:: EXCERPTED PASSAGE ::
Three weeks after the surgery, the voltage inside Poe's brain pacemakers was turned on, to be increased over time. According to doctors, it would be several months before any weight loss would be noticeable.
"She got a nausea feeling at higher voltages," said Whiting. "Our ideal plan would be to set the electrical setting at just below that threshold of nausea where she doesn't really feel any different but still readjust her weight thermostat so that she can metabolize better and actually eat less if that's what it takes."
Bailes said the goal was to help Poe feel satisfied when she ate. "We hope her sensation is a sensation of satiety, a sensation of fullness, a lack of compulsion to consume excess calories," he said.
Four weeks after the surgery, Poe said she had already lost three pounds. "When I eat, I get full faster," she said. "I just don't have the cravings like I used to have."
And she said she no longer has the urge to consume a whole 3-liter bottle of her favorite drink -- Pepsi -- every day.
As part of the study, Poe is required to keep a meticulous journal of everything she consumes, and doctors have carefully tracked her progress.
"If I have a craving it's just a little craving and it's not just a craving to keep eating and eating and eating it," she said. "My body feels different. I feel like I am more, I'm more satisfied as far as food goes. And ? I feel better."
Success of a Kind: Turning Down the Cravings but Weight Loss Remains Elusive
Yet in the eighteen months since Poe began the deep brain stimulation, she has continued to struggle with her obesity. Her weight has fluctuated since surgery, down a total of 18 pounds at one point and up to 10 pounds heavier at another point.
But doctors are seeing promise in the experimental treatment.
She is required to check in every two to three weeks and each time doctors adjust the voltage to her brain pacemakers and watch what happens.
"They turned me off for like two weeks and boy, I knew the difference when they did! In about 3 days I was ready to eat," Poe said.
Poe is ecstatic about the change the treatment has made. Her quality of life is far better. "I don't want to eat all the time and that's the biggest change," she said. "I know it's crazy but I am telling you if you saw me eating you would believe me."

:: RECORD EXTRACTS ::
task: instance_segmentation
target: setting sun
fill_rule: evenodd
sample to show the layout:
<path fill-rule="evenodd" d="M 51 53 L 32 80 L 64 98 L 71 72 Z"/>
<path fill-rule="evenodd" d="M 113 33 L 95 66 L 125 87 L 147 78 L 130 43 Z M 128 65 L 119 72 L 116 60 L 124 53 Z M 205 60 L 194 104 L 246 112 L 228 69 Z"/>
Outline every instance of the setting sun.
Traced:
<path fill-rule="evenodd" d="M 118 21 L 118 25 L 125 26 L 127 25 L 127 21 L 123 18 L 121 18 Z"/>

:: WORK INSTRUCTIONS ::
1. Answer these from the passage on Poe's deep brain stimulation, one line each:
(a) How many pounds had Poe lost four weeks after the surgery?
(b) Which drink did she say she no longer had the urge to consume by the 3-liter bottle every day?
(c) How often is she required to check in with the doctors?
2. Write the next paragraph of the passage on Poe's deep brain stimulation, following on from its final sentence.

:: TASK ANSWERS ::
1.
(a) Three pounds.
(b) Pepsi.
(c) Every two to three weeks.

2.
Her doctors, too, are counting this effect as a success. "The fact that she hasn't lost weight is, is the next phase," said Bailes. "I think that is, is the more difficult part, and the part that has to be figured out by ? by our team here and others."
Poe's doctors have decided to shift focus. "The thing we are not getting to yet is the actual weight loss, which comes down to changing the metabolism," he said.
Venturing further into the medically unknown, late last month, Whiting and his team flew Poe to a lab at Louisiana State University in Baton Rouge, where she spent most of a week alone in a closet-sized metabolic chamber for intense monitoring, while doctors turned up her electricity, measuring what each electrode was doing to see if they could increase her metabolism.
"A lot of people think I'm a guinea pig, but I feel like it's teaching," said Poe. "It's a learning experience. For them and for me. So I don't feel like I'm a guinea pig."
At the end of her stay in the chamber, the medical team discovered one setting that boosted her metabolism a sustained 18 percent. Over the course of the week in the chamber, Poe lost close to 10 pounds.
"The pieces are coming together but we don't know the end of the story yet," said Whiting.
"If I lose weight, I lose weight," said Poe, "and if I don't, I don't. But I still don't have that urge that has consumed my life. I don't feel like food is pushing me under, where before I thought, that was all I thought about, that was my whole life."